▸ Brief:
Please return every entry below exactly as written, without any of its pictures.

Saved entries:
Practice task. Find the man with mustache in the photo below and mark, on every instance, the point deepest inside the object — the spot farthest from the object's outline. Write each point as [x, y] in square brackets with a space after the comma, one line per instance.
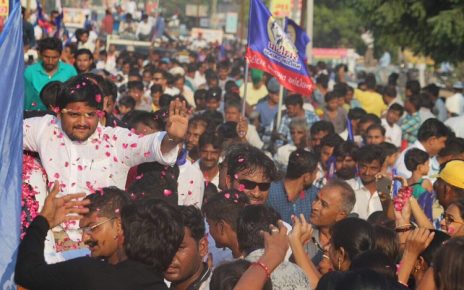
[85, 156]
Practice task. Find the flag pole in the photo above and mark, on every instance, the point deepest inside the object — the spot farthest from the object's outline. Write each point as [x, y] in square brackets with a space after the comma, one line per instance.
[245, 87]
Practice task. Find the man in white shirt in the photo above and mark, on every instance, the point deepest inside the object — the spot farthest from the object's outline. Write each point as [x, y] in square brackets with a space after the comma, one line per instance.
[431, 138]
[82, 155]
[370, 159]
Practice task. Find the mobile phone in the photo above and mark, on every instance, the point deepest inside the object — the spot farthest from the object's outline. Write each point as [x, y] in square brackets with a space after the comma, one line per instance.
[384, 185]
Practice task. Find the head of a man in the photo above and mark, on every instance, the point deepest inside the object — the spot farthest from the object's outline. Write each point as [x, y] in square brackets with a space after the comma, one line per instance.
[50, 52]
[80, 103]
[345, 165]
[319, 130]
[153, 232]
[222, 211]
[433, 135]
[252, 220]
[294, 104]
[210, 146]
[84, 60]
[251, 171]
[187, 265]
[375, 134]
[302, 165]
[370, 159]
[299, 132]
[333, 202]
[449, 185]
[101, 226]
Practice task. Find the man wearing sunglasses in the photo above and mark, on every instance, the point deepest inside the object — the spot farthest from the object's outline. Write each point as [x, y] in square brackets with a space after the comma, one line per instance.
[249, 170]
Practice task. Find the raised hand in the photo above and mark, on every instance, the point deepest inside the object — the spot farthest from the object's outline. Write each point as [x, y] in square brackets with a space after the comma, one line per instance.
[60, 209]
[177, 123]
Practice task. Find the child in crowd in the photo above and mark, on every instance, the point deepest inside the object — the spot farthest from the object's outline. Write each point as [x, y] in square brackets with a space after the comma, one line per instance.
[417, 161]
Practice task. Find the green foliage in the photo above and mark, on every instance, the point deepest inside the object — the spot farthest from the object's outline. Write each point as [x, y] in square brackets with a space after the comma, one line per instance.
[429, 27]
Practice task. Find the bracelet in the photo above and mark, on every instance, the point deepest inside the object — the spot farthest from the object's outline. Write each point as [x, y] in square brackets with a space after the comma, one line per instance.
[264, 267]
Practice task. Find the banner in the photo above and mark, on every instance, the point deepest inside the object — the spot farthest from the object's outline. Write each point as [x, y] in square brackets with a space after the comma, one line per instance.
[271, 50]
[298, 36]
[11, 143]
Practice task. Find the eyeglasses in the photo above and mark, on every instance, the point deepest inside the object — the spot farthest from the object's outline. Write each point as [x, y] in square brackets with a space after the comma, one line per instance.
[91, 229]
[76, 115]
[249, 185]
[450, 219]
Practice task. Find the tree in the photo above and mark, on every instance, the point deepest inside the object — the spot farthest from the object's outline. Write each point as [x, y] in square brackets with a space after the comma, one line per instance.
[432, 28]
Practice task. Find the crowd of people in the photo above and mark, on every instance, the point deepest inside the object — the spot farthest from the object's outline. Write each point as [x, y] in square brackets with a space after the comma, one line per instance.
[143, 170]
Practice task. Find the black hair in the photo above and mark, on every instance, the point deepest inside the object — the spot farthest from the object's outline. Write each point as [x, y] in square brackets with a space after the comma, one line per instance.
[227, 275]
[413, 86]
[356, 113]
[301, 162]
[322, 125]
[370, 153]
[157, 182]
[137, 85]
[390, 91]
[226, 206]
[454, 146]
[376, 127]
[81, 88]
[344, 149]
[354, 235]
[193, 220]
[250, 159]
[397, 108]
[294, 100]
[50, 43]
[213, 139]
[252, 220]
[50, 92]
[432, 128]
[388, 148]
[213, 94]
[127, 102]
[376, 261]
[107, 202]
[331, 140]
[415, 157]
[153, 231]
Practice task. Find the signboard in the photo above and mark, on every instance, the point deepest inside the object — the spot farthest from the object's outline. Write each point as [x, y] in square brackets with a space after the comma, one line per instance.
[74, 16]
[193, 10]
[281, 8]
[210, 35]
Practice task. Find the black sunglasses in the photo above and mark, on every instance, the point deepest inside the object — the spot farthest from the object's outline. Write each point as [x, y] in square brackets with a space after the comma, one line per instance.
[249, 185]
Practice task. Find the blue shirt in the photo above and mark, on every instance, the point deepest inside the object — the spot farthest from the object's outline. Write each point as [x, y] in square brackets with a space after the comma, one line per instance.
[35, 78]
[278, 200]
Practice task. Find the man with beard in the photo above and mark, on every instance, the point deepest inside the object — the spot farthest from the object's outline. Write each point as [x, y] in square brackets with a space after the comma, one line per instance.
[345, 165]
[293, 194]
[210, 146]
[370, 159]
[187, 269]
[50, 68]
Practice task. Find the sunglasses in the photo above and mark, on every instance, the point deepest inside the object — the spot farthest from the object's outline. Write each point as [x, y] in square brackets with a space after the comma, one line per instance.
[249, 185]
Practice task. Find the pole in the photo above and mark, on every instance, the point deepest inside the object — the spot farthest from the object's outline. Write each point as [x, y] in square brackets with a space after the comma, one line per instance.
[309, 29]
[245, 88]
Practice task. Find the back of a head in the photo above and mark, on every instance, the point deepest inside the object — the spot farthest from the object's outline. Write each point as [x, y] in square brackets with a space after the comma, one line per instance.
[354, 235]
[432, 128]
[252, 220]
[153, 232]
[448, 265]
[50, 92]
[227, 275]
[226, 206]
[301, 162]
[81, 88]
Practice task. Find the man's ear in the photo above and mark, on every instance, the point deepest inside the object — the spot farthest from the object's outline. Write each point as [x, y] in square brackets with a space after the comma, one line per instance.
[203, 246]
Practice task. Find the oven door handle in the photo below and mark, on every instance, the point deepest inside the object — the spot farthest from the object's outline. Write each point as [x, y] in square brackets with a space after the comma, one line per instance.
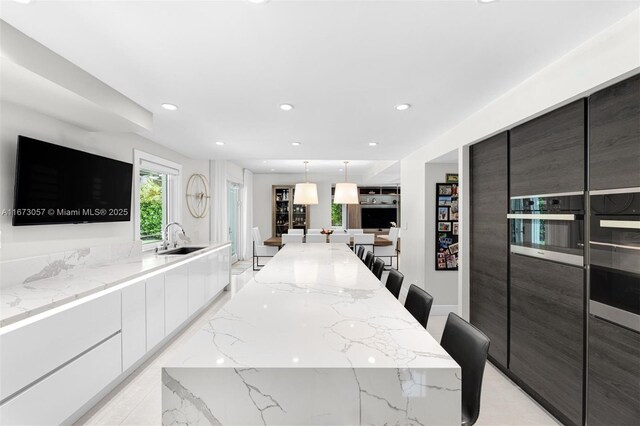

▸ Task response:
Practice task. Find the man with mustache in the photo below and mark, on every instance, the point deepest inside the object — the spot farthest from the object's outline. Write each point as [x, y] in square brackets with a space after the comma, one line per instance.
[85, 156]
Practice task. Find the flag pole in the photo above and mark, on every instance, the point deepest inside the object — the spot farthest from the object's outline. Write each point as [x, y] in square brackets with a space after the comma, one line per instance.
[245, 87]
Practice task. Find the man in white shirt in the photo above and mark, on every instance, the point deepest inside the object — the spot farthest from the object's outline. Write each point as [x, y] in square brackets with a space after the comma, one line per instance.
[431, 138]
[82, 155]
[370, 159]
Practice task. Find the mobile phone in the photo above and mark, on every instance, the point deepest inside the object — the spot farthest from the object's outline. Write each point as [x, y] in square brackets with a space after the comma, one line per instance.
[384, 185]
Practice task. Find the head of a man in the photo above and mark, on every instance, the point deepest inside the object — the spot farthest from the object's outline. Write each point as [x, y] in square brackets with a space after the comma, one line per instance.
[50, 52]
[80, 103]
[345, 165]
[319, 130]
[153, 232]
[222, 211]
[433, 135]
[252, 220]
[294, 104]
[210, 146]
[84, 60]
[251, 171]
[187, 265]
[375, 134]
[302, 165]
[370, 159]
[299, 132]
[333, 202]
[449, 185]
[101, 226]
Practice task. Find the man wearing sunglasses in the photo above and mark, on every instance, the point deepest inside the object — the spot farthest from the object's outline. Write each point as [x, y] in square brackets with a space after the comma, one line per instance.
[249, 170]
Practice task. Find the raised hand in the photo above and mark, on every instance, the point deepest inside the object — the spot farthest from the object's outline. Write each point as [x, y] in square brackets with a space after the comma, one line per instance.
[60, 209]
[177, 123]
Practice task. Find the child in crowd in the photo above and mark, on every instance, the point deepest inside the object — the spot farthest from the object's outline. Write each point as [x, y] in square brackets with a space after the comma, one line per instance.
[417, 161]
Practice task. Find the green foliage in the photo above and mark, on every instance, the point deepest inside the object — the spot farthest from the object's outline. Write each point as [x, y] in square brackets with a space after the comma, one line per instance.
[429, 27]
Practice task. Find the bracelet in the photo above and mark, on every instance, the point deepest inside the object — the spot farthest from the object's outline. Write each point as [x, y] in square brackets with a space after the comma, one line per instance.
[264, 267]
Practice task. Find the banner in the photo above and mark, on every instance, the point deepest inside the object — the spot farthest from the object's outline. Write each point as [x, y] in square brackets with a space after the comma, one line per instance.
[271, 50]
[298, 36]
[11, 143]
Practice task. Find the eyeglasses in the photo above and mark, on every instance, the point deepest inside the object — the spot farthest from the object's outline. Write each point as [x, y] in square brackets with a space after the comma, one line per instance.
[91, 229]
[76, 115]
[249, 185]
[450, 219]
Practice task. Find the tree in the photo above and mark, on every instance, the point deepest inside the object — the spot farthest from the object's outline. Write each point as [x, y] in square brackets with a space after the comma, one line per instance.
[432, 28]
Practice task. Find the crowd of people in the photo above and mark, on every instance, the point deepest inside the object — the spot farthest from the object's outline. Write each point as [x, y] in square brackets with a space after the comma, one line per instance.
[143, 170]
Practice task. Find the black hair in the photo above and mark, on every instance, the point deepest inside the object — the spot farthest from the object's outline. Write each point as [x, y] in square brackets with a space after the comma, one line per instance.
[227, 275]
[413, 86]
[356, 113]
[301, 162]
[322, 125]
[370, 153]
[157, 182]
[137, 85]
[390, 91]
[226, 206]
[454, 146]
[376, 127]
[81, 88]
[344, 149]
[354, 235]
[193, 220]
[250, 159]
[397, 108]
[294, 100]
[50, 43]
[213, 139]
[252, 220]
[50, 92]
[432, 128]
[388, 148]
[213, 94]
[127, 102]
[376, 261]
[107, 202]
[331, 140]
[415, 157]
[153, 231]
Practice task. Find the signboard in the photo above and mark, on every instance, the point deepest inside the object — the spot farthest from the object's outline. Write each point as [x, y] in square brackets with a space after the comma, one line per instance.
[74, 16]
[193, 10]
[281, 8]
[210, 35]
Practice task. Find the black sunglasses in the photo above and mark, on every instance, the point deepest inside the object — the spot farthest from the object's outline. Write each point as [x, y] in square brackets with a space after the comma, one line per instance.
[249, 185]
Practice task. Find the blue shirt in the photo above and mark, on every instance, the point deepest inside the object — the spot farthest from the object's outline. Write each point as [x, y] in square brackets with a space after the comma, one line per instance.
[35, 78]
[278, 200]
Practice task. Find the man with beard in the photo above and mark, on every instance, the point deepest inside the object — the spot farthest from the object's outline. Write each point as [x, y] in square brackets with a space after the comma, one line per instance.
[345, 165]
[293, 194]
[210, 146]
[370, 159]
[187, 269]
[50, 68]
Practice task. Find the sunglasses in the photo above and mark, on every instance, the point deepest inside the object — the spot farthest from the object's outline. Write each point as [x, y] in square brackets with a space after the comma, one line per instance.
[249, 185]
Practice task. Find the pole in the photo above and mark, on every instance, the point deepest inside the object — the spot farthest from the object's outline. Write each point as [x, y] in square brackets with a space after the comma, one line per instance.
[309, 29]
[245, 88]
Practice task. Find the back of a head in the photo above and mark, on every instance, the point deepest inside the object — the spot farthest from the object's outline. Write each point as [x, y] in square brackets with a space after the comma, one line per instance.
[354, 235]
[432, 128]
[252, 220]
[153, 232]
[448, 265]
[50, 92]
[227, 275]
[226, 206]
[301, 162]
[81, 88]
Practice task. Find the man's ear in the photo above and mark, on every instance, the point deepest inside the object — the spot farthest from the object's outline. Write each point as [x, y] in square brackets with a space after the comma, one line per instance.
[203, 246]
Practice task. Find the oven door handle in the photo below and mark, on every instance, the point deepest inside the object — the spot farthest from the object's outline. Write each point as [x, y] in square brackets with a space after the comma, one line per instance.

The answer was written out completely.